▸ **Assignment**: Copy, from the material below, each line where "black" shows up.

▸ **Provided data**:
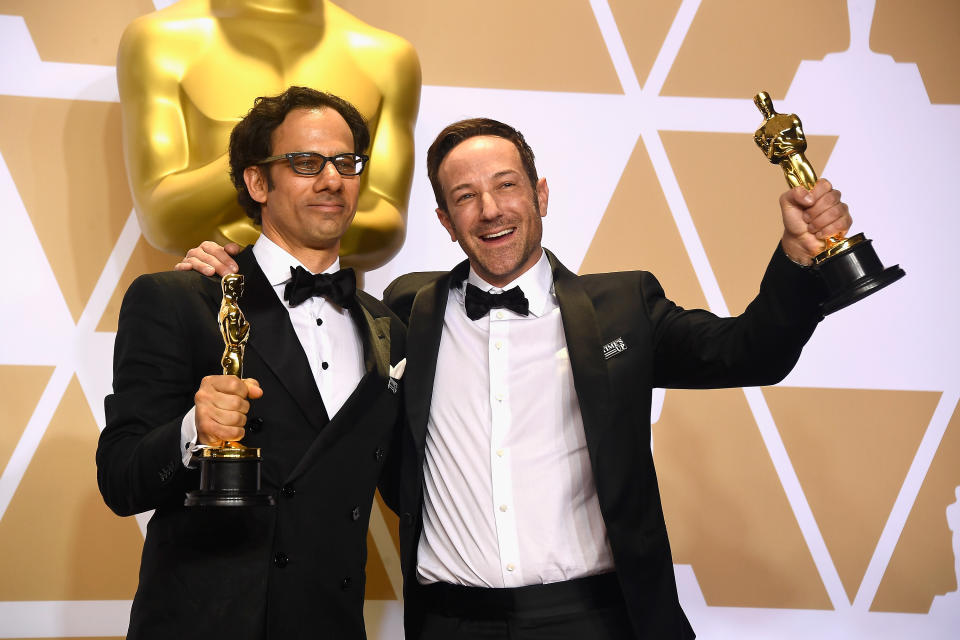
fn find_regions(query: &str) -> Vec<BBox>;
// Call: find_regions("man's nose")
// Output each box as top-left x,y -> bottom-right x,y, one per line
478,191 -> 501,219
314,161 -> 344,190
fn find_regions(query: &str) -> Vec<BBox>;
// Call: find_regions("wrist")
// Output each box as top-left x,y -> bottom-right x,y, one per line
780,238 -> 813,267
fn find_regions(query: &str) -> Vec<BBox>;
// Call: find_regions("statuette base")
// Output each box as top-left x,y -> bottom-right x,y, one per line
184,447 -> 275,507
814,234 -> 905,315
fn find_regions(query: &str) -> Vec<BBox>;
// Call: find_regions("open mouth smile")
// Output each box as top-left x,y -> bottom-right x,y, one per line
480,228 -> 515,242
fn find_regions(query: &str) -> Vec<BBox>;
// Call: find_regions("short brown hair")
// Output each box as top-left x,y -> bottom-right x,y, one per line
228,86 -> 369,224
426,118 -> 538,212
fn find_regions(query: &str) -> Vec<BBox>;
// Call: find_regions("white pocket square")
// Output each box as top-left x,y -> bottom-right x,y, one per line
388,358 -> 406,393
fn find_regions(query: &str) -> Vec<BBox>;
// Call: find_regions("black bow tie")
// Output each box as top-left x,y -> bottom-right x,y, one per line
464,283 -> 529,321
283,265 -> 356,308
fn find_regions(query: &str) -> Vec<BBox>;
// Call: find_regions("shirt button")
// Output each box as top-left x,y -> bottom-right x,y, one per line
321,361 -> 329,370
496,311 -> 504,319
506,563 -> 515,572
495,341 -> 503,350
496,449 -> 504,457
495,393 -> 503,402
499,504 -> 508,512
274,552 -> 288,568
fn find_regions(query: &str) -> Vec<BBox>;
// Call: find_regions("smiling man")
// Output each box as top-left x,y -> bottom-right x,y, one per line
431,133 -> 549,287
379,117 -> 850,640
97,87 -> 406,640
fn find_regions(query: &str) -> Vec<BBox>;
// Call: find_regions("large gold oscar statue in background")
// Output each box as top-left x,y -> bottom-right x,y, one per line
---
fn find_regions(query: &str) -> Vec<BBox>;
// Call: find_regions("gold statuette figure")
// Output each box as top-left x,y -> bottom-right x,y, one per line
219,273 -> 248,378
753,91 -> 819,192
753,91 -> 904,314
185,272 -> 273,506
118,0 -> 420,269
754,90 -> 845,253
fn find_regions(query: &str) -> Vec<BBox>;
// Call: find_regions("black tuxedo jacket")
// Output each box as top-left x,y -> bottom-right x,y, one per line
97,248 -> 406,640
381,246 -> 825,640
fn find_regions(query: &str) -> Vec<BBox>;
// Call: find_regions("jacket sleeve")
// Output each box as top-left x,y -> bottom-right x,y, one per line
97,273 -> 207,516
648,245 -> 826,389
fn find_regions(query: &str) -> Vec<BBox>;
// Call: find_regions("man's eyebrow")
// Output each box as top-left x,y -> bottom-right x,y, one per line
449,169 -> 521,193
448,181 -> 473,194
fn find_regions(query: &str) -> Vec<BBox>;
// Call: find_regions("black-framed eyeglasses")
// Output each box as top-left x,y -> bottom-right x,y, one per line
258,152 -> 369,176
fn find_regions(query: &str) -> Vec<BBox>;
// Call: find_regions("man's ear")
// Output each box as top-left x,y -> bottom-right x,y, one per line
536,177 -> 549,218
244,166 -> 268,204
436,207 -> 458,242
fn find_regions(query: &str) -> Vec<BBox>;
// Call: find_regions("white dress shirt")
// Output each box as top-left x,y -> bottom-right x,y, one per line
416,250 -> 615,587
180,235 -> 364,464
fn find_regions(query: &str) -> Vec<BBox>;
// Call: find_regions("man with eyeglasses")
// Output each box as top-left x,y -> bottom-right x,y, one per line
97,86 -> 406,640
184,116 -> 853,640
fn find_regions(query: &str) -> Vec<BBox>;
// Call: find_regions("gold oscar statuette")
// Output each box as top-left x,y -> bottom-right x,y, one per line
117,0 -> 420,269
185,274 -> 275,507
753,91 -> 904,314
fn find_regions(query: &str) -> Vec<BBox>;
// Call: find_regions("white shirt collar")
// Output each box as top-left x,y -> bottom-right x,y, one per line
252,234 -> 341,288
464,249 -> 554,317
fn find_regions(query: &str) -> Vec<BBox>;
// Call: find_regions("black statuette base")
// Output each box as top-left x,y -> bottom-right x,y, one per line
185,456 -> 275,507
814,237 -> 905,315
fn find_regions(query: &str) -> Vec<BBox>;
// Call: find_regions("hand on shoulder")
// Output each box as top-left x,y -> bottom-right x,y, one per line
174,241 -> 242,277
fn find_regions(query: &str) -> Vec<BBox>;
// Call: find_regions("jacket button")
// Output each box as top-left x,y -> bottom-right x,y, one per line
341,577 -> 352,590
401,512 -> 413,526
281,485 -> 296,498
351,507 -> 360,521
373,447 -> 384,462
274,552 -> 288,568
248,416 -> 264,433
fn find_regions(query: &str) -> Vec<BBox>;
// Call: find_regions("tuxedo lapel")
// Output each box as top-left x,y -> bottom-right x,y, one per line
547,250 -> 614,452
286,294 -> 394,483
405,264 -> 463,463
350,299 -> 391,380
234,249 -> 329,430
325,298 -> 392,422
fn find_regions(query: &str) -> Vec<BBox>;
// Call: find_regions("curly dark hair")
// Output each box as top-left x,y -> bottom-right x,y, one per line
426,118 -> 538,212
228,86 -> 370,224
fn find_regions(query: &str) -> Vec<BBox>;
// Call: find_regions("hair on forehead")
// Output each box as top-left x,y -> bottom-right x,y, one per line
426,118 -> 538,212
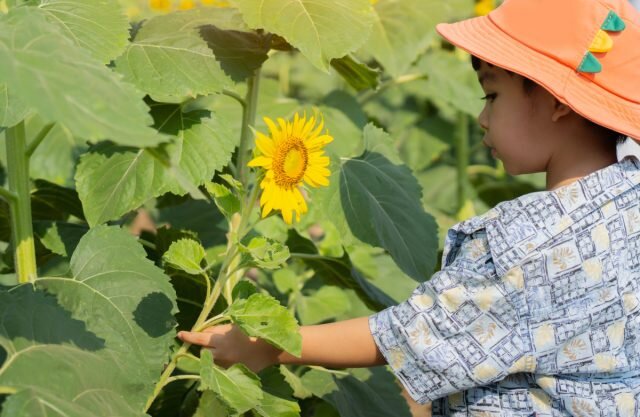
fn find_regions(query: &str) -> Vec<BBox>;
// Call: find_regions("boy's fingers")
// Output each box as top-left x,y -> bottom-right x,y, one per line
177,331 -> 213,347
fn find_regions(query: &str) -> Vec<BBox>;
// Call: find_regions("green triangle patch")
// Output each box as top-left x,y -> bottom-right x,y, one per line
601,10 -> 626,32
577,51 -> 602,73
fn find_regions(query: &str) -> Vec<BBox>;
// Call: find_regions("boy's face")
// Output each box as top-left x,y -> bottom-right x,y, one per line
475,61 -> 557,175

▸ **Response for this exercise**:
// Call: find_regions("black bow tie")
// Call: find_regions("black tuxedo jacket")
// Call: find_regions("black-framed eyeglasses")
// Call: find_regions("black statuette base")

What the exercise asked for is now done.